* _Extract to read_:
OpenStudy (anonymous):
use mathematical induction to prove the following formula for positive integer n.
OpenStudy (anonymous):
OpenStudy (anonymous):
@waterineyes
OpenStudy (anonymous):
idk
OpenStudy (anonymous):
its true for n=1 because \[\left(\begin{matrix}3 \\ 3\end{matrix}\right)=\left(\begin{matrix}4 \\ 4\end{matrix}\right)\]
OpenStudy (anonymous):
now suppose that statement holds for \(n\) then we most prove its true for \(n+1\)
OpenStudy (anonymous):
so we have \[\left(\begin{matrix}3 \\3\end{matrix}\right)+\left(\begin{matrix}4 \\3\end{matrix}\right)+...+\left(\begin{matrix}n+2 \\3\end{matrix}\right)=\left(\begin{matrix}n+3 \\4\end{matrix}\right)\] and we want to prove \[\left(\begin{matrix}3 \\3\end{matrix}\right)+\left(\begin{matrix}4 \\3\end{matrix}\right)+...+\left(\begin{matrix}n+3 \\3\end{matrix}\right)=\left(\begin{matrix}n+4 \\4\end{matrix}\right)\]
OpenStudy (anonymous):
\[\left(\begin{matrix}3 \\3\end{matrix}\right)+\left(\begin{matrix}4 \\3\end{matrix}\right)+...+\left(\begin{matrix}n+3 \\3\end{matrix}\right)=\left(\begin{matrix}3 \\3\end{matrix}\right)+\left(\begin{matrix}4 \\3\end{matrix}\right)+...+\left(\begin{matrix}n+2 \\3\end{matrix}\right)+\left(\begin{matrix}n+3 \\3\end{matrix}\right)\\=\left(\begin{matrix}n+3 \\4\end{matrix}\right)+\left(\begin{matrix}n+3 \\3\end{matrix}\right)\]
OpenStudy (anonymous):
so we just need to prove \[\left(\begin{matrix}n+3 \\4\end{matrix}\right)+\left(\begin{matrix}n+2 \\3\end{matrix}\right)=\left(\begin{matrix}n+4 \\4\end{matrix}\right)\]
OpenStudy (anonymous):
am i clear?

* _Raw data_:
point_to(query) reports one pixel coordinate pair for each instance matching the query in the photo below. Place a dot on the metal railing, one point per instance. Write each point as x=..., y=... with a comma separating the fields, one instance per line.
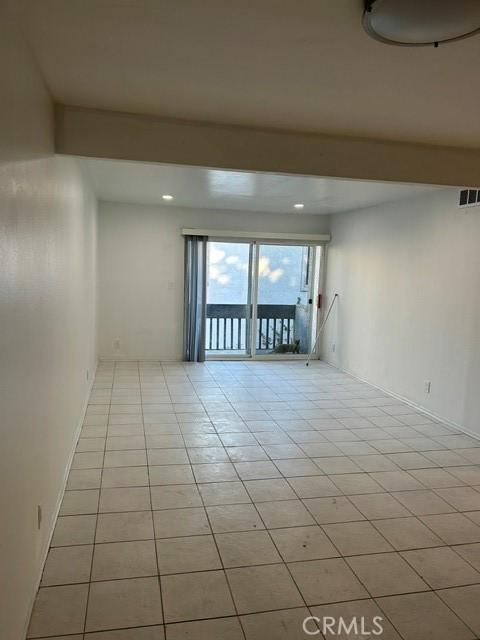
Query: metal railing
x=227, y=326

* _Challenges_:
• A. Answer these questions from the forum thread on mathematical induction, one answer per line, each marked like its question.
(i) Which value of n is checked first, and which equality is given for it?
(ii) After that check, what is assumed, and for which value must the statement then be proved?
(iii) Which user is tagged in the thread?
• B. Carry on the forum thread on mathematical induction from its last line, finishing the argument in the same style.

* _Responses in order_:
• A.
(i) n = 1, where 3 choose 3 equals 4 choose 4.
(ii) The statement is assumed to hold for n, and it must then be proved for n + 1.
(iii) @waterineyes

• B.
OpenStudy (anonymous):
yes what next ?
OpenStudy (anonymous):
sorry my last reply is \[\left(\begin{matrix}n+3 \\4\end{matrix}\right)+\left(\begin{matrix}n+3 \\3\end{matrix}\right)=\left(\begin{matrix}n+4 \\4\end{matrix}\right) \]
OpenStudy (anonymous):
now just note that... \[\left(\begin{matrix}n+3 \\4\end{matrix}\right)+\left(\begin{matrix}n+3 \\3\end{matrix}\right)=\frac{(n+3)!}{(n-1)! \ 4!}+\frac{(n+3)!}{n! \ 3!}=\frac{n(n+3)!+4(n+3)!}{n! \ 4!}=\frac{(n+4)!}{n! \ 4!}\\=\left(\begin{matrix}n+4 \\4\end{matrix}\right) \]
OpenStudy (anonymous):
so the proof is complete and that statement holds for all \( n \in N\)
OpenStudy (anonymous):
thanks for your help:)
OpenStudy (anonymous):
yw........:)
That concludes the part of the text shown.